[Source records]
※

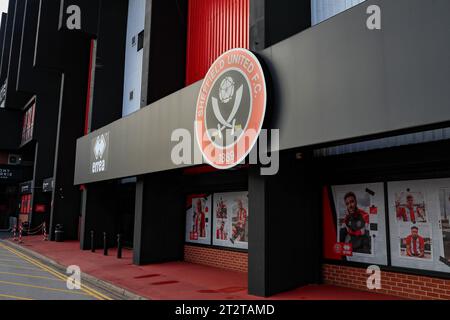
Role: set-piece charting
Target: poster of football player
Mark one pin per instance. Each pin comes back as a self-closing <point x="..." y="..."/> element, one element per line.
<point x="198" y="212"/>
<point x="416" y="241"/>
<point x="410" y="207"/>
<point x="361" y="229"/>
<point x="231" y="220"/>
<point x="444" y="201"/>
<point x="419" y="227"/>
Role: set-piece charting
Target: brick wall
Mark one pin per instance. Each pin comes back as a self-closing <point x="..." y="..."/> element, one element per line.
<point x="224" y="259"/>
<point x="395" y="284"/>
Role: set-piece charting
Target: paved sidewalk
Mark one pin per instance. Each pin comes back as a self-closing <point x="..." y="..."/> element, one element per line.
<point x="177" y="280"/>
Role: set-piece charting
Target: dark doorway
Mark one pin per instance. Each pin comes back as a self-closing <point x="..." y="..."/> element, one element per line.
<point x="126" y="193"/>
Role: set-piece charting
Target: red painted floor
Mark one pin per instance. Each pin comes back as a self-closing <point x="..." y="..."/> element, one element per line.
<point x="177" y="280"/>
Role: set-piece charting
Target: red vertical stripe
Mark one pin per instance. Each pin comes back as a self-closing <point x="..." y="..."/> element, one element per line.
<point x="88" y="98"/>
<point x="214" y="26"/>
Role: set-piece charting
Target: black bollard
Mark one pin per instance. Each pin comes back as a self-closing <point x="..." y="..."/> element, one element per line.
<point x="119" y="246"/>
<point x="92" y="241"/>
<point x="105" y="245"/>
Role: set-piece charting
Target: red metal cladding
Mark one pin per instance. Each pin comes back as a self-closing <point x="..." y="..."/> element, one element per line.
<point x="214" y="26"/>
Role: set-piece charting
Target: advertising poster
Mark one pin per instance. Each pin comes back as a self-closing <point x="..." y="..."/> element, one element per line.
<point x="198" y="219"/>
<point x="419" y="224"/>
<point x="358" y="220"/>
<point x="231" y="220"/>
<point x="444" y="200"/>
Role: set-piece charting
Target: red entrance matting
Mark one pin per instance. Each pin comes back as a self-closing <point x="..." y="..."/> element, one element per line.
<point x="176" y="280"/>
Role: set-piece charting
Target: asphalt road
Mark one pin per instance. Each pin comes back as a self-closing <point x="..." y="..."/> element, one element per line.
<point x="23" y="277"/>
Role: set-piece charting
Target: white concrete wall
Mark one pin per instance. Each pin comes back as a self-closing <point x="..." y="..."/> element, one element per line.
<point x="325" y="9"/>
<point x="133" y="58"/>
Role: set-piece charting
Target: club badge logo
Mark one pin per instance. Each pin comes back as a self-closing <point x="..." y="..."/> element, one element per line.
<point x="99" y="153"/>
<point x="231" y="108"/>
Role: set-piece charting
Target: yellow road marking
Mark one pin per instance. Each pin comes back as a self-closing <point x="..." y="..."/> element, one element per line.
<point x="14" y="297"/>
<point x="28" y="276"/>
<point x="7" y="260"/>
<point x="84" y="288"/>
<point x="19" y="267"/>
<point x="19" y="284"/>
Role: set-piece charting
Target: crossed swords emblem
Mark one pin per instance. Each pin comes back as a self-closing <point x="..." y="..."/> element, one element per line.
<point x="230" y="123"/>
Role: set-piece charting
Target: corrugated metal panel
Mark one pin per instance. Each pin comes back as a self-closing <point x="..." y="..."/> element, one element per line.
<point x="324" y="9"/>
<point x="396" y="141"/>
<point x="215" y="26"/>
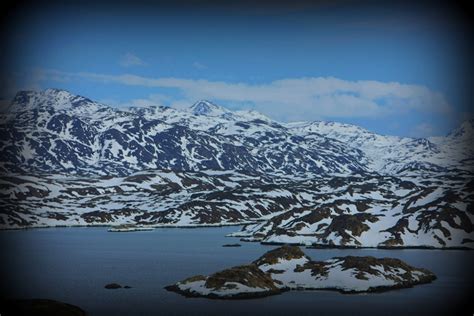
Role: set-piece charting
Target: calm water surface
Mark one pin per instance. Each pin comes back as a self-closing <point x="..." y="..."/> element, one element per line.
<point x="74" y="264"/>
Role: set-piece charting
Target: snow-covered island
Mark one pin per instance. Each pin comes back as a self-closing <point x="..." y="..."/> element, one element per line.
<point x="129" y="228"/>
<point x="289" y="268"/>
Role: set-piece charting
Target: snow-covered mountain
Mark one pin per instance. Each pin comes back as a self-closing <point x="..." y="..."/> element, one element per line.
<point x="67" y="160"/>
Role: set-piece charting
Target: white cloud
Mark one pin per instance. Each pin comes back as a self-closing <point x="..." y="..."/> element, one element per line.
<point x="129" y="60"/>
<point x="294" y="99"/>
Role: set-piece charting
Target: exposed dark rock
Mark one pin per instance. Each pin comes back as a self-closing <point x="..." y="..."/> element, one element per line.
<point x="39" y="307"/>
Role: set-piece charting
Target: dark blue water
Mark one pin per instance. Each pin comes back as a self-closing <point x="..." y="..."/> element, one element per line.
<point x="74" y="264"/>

※

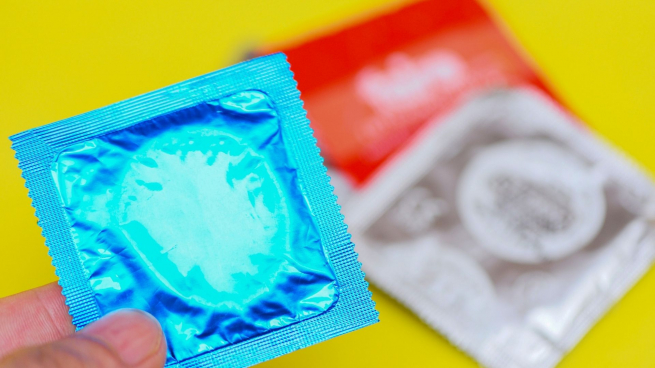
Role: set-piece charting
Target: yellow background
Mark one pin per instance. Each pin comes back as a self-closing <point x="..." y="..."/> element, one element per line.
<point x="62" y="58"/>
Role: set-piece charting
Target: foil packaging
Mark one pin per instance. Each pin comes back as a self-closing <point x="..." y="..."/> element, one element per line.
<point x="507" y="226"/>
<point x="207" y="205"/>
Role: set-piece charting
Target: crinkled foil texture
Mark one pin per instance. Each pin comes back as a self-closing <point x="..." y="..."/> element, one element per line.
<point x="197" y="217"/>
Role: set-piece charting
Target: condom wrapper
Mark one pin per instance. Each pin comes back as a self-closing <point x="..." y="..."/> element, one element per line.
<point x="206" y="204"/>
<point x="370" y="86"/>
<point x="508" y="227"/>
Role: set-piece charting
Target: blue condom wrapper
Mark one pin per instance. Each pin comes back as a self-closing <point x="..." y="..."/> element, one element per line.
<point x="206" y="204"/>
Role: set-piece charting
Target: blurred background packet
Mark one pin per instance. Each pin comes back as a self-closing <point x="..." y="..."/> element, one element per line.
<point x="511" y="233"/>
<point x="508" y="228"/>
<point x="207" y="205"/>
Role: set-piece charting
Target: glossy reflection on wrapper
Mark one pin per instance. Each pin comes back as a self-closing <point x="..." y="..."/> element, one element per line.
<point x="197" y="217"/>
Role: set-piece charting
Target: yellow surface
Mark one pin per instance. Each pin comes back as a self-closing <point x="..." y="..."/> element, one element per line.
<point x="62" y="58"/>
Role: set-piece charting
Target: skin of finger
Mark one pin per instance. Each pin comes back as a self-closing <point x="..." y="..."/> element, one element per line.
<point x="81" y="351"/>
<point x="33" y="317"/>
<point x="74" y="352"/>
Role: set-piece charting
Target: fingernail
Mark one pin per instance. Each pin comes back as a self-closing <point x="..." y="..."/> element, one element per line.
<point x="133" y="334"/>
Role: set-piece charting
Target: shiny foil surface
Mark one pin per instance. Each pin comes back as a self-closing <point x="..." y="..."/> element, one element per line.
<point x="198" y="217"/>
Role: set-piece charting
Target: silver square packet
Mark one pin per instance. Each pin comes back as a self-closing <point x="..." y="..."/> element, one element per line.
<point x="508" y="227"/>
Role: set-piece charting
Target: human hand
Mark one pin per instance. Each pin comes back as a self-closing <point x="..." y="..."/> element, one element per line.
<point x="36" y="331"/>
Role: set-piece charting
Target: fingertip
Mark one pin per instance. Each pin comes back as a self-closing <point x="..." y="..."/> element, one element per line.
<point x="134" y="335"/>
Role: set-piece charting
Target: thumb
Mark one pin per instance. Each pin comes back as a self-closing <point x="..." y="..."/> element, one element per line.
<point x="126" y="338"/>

※

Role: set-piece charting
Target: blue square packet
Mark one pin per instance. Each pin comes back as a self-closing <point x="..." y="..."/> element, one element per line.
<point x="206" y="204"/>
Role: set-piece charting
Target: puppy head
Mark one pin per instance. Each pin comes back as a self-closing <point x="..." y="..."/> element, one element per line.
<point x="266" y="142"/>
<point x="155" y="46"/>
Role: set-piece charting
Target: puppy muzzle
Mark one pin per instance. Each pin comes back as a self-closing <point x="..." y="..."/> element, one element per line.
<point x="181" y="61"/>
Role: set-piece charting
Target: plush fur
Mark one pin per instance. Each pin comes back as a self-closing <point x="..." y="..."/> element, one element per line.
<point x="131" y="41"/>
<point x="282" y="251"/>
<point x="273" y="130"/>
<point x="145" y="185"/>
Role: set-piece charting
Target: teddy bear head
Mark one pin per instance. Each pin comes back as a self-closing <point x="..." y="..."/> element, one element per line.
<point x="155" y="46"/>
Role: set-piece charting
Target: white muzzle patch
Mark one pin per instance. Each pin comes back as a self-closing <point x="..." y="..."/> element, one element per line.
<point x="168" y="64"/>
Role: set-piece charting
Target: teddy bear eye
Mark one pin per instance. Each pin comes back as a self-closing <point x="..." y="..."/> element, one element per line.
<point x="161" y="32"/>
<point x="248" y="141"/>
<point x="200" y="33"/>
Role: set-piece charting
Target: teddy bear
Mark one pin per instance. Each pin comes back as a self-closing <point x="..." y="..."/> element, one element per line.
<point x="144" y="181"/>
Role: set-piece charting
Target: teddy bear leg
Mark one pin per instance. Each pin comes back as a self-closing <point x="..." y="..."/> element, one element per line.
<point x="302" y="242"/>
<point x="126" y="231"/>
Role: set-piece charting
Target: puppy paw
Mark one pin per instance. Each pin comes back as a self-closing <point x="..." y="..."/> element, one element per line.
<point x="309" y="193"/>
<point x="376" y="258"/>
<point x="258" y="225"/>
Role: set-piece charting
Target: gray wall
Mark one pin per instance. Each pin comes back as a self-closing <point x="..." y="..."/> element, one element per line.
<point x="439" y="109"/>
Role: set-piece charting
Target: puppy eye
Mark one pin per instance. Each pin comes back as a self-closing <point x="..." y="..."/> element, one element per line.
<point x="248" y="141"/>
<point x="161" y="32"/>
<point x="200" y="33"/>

※

-- Task to complete --
List every line in the rows above that contains the word "wrapper", copying each line in full.

-- Answer in full --
Target: condom wrapper
Target: blue condom wrapper
Target: glossy reflection on wrapper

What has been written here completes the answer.